**Texto de origem**
Esses loteamentos, em princípio, seriam destinados à população trabalhadora, mas

“de loteamentos populares, o empreendimento saltou para loteamentos só acessíveis às classes média e alta. Aliás, alguns loteamentos resolveram ser "seletivos", aumentando artificialmente o preço da terra. Tal fato não quer dizer que deixaram de ser requeridos loteamentos proletários e abertos novos desta categoria” (MEDEIROS, 1978:p.9).

Para os proprietários de grandes glebas, o importante é a valorização das áreas próximas. Não há interesse em implantação de habitação popular, que estão fora do padrão estabelecido. Os capitalistas e o poder municipal também têm interesse em valorizar essas áreas, pois terá uma arrecadação de mais-valias maior como mostra o Código Tributário Municipal nº 1.259 de 23.12.2004 Art. 173:

- A avaliação dos imóveis, para efeito de apuração de valor venal, será fixada pela Planta Genérica de Valores e Terrenos – PGVT e pela Tabela de Preços de Construção – TPC, estabelecidas pelo Poder Executivo. § 1º - A Planta Genérica de Valores de Terrenos, para efeito de estabelecer o valor do metro quadrado de terreno para cada face de quadra dos logradouros públicos, considerará os seguintes elementos:

I. Área geográfica onde estiver situado o logradouro;

II. Os serviços públicos ou de utilidade pública existentes no logradouro;

III. Índice de valorização do logradouro, tendo em vista o mercado imobiliário;

IV. Outros dados relacionados com logradouros.        

A cidade assume todas as contradições do choque entre classes antagônicas. E a busca pela maior obtenção de renda leva os capitalistas a desenvolverem técnicas que, cada vez mais, lhes darão lucros. A cidade do capital não está interessada na grande massa dos trabalhadores que não detém poder aquisitivo para se apropriar dela. Essa lhes servirá apenas para extração da mais-valia de sua mão de obra nas construções, nas valorizações induzidas. A organização da cidade é ontologicamente capitalista.

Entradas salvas

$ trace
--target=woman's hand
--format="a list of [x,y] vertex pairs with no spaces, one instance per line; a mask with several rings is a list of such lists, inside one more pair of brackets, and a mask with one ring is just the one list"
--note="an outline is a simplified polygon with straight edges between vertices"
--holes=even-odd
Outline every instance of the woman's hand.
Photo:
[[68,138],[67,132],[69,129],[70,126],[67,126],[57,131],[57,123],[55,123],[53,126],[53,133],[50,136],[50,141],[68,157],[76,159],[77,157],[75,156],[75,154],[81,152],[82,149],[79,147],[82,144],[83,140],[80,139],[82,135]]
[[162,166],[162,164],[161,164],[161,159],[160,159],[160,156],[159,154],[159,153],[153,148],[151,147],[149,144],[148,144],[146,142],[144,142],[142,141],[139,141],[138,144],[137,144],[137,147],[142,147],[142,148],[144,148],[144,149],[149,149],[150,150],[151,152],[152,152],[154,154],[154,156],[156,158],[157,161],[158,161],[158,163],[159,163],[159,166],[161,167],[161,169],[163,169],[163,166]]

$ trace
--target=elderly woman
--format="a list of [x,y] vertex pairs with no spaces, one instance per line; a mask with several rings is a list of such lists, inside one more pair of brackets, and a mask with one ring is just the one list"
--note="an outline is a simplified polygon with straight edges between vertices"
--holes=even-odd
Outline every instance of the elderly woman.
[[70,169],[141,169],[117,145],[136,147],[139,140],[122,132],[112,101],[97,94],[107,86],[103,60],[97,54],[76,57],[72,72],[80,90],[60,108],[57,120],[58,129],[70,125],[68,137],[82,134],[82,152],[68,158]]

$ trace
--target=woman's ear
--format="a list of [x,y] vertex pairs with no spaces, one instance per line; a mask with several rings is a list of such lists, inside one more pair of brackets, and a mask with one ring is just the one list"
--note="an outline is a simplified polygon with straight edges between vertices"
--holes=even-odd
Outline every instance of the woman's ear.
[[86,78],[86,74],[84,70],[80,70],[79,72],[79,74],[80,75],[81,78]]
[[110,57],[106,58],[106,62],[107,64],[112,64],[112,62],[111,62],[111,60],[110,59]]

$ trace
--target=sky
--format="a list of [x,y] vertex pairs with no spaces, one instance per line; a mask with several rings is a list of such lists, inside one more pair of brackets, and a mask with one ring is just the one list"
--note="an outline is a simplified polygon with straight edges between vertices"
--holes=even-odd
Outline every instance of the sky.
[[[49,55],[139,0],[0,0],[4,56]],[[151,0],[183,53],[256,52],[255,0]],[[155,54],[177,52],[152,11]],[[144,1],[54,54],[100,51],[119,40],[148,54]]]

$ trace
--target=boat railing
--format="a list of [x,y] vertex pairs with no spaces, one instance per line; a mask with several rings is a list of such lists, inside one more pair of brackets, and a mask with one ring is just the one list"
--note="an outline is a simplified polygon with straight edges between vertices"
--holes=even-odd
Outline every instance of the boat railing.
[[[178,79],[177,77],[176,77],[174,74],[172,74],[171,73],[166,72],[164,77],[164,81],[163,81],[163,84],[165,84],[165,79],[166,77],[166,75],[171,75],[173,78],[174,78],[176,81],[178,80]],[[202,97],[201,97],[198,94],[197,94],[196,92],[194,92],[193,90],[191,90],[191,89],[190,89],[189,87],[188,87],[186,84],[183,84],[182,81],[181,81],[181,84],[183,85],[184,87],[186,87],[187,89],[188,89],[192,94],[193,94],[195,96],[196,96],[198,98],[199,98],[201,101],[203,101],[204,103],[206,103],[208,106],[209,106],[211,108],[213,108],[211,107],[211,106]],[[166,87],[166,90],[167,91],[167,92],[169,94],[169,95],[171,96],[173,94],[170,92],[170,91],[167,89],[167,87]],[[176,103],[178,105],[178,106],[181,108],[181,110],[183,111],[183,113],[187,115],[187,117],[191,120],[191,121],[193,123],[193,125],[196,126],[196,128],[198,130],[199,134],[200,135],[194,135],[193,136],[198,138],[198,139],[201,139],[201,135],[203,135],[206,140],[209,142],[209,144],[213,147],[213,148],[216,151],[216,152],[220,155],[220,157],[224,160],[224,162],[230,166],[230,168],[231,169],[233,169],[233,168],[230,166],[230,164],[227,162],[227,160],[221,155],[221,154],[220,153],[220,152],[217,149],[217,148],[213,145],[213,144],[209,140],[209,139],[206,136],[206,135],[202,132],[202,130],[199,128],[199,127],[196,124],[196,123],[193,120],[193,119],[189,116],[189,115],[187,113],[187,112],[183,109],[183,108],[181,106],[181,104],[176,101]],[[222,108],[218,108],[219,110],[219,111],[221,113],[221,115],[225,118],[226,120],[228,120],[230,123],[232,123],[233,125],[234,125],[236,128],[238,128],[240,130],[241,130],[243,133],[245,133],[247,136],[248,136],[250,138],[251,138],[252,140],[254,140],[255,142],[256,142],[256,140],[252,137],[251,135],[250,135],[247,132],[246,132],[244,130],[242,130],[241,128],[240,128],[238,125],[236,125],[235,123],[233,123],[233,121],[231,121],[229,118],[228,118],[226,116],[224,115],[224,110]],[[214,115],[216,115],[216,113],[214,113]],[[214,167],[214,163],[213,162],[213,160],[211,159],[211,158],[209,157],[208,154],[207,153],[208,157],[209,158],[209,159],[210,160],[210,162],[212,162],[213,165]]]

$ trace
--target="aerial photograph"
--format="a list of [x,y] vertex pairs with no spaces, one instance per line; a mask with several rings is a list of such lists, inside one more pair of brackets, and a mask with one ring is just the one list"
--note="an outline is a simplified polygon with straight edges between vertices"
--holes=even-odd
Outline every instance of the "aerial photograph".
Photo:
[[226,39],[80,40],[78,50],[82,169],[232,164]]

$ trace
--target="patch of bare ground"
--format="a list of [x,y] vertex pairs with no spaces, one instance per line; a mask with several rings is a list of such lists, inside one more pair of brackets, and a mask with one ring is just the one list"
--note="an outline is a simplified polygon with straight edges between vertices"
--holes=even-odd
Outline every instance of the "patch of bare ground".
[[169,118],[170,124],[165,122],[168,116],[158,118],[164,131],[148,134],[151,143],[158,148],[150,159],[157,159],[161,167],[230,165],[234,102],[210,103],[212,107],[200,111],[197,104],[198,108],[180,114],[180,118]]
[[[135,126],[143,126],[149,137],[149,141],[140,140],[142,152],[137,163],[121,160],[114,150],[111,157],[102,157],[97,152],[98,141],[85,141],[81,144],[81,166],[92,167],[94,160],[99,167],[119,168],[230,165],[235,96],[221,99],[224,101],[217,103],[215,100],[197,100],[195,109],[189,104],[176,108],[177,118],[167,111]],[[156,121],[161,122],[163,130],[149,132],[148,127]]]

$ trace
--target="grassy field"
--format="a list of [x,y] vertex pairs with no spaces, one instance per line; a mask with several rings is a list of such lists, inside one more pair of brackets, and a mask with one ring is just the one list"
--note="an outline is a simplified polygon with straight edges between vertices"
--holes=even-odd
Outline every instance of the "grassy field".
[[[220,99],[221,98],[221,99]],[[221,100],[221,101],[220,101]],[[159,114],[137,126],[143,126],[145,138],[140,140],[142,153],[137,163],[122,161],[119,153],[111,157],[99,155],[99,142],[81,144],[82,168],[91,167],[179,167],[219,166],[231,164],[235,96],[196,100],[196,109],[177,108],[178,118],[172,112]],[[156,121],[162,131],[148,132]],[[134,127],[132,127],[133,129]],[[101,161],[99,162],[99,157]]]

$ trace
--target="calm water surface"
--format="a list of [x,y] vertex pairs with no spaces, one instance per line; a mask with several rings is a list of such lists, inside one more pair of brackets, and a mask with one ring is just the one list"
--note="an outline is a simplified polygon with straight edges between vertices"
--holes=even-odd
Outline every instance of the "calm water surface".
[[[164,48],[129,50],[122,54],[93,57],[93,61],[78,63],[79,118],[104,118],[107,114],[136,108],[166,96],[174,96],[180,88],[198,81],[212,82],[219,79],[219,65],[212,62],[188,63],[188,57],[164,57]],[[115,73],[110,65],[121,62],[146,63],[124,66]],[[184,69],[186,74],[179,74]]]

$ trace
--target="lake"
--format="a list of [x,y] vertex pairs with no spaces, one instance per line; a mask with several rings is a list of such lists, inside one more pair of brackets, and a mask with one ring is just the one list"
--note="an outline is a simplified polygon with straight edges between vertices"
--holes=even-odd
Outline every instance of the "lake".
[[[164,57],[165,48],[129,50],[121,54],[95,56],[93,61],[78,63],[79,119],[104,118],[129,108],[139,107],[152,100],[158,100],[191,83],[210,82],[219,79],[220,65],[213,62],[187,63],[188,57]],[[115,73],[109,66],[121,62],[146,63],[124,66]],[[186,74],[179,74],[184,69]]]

**Instruções da tarefa**
De acordo com o texto de origem, quais instrumentos fixam a avaliação dos imóveis para apuração do valor venal, segundo o Art. 173 do Código Tributário Municipal?

**Saída esperada**
A Planta Genérica de Valores e Terrenos (PGVT) e a Tabela de Preços de Construção (TPC), estabelecidas pelo Poder Executivo.